*PAGE EXCERPT*:
* * * * * * * * *
# Marker Boards-- yes or no



## majo (Oct 2, 2007)

Much has been said about the use of reflective marker boards for outfits exceeding 12m whilst in Spain. I know the CC. had obtained conflicting info regarding the boards dimensions, but at the present have heard of no outcome.

Have any members first hand knowledge of the present situation. I intend to transit Spain early in December and would appreciate a conclusive answer,

Mark n Joan


----------



## 113016 (Jun 5, 2008)

majo said:


> Much has been said about the use of reflective marker boards for outfits exceeding 12m whilst in Spain. I know the CC. had obtained conflicting info regarding the boards dimensions, but at the present have heard of no outcome.
> 
> Have any members first hand knowledge of the present situation. I intend to transit Spain early in December and would appreciate a conclusive answer,
> 
> Mark n Joan


All that I can say to you is make sure that you are legal as from my experience if you are not you may be nicked.
* * * * * * * * *
*DATASET EXCERPT*:
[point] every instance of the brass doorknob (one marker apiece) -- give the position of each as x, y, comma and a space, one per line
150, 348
* * * * * * * * *
*CHALLENGE 1*: In the marker boards thread, when does the first poster plan to cross Spain?
*CHALLENGE 2*: Please write the next part of the marker boards thread, picking up after its last post.

*EXPECTED ANSWER 1*: Early in December.

*EXPECTED ANSWER 2*:
When I was International trucking it was NOT a rare occasion to see the Guarda Civil have a car transporter pulled in at the side of the road with a measuring tape checking the overall length of the vehicle as they could put an extra couple of cars on by pulling out extension ramps a couple of feet for the back wheels to sit on. 

Especially on the N1


----------



## inkey-2008 (May 24, 2008)

I would agree Grath
Do what ever it takes not to no get pulled. It is cheaper to set it up here the markers can be blank number plates the yellow ones with and orange strip around the edge.
As close to the outside edges of the car/van as you can get. They can be horizontal/vertical and must not flap about.
This applies to anything that is over 12 meters even if it is only just.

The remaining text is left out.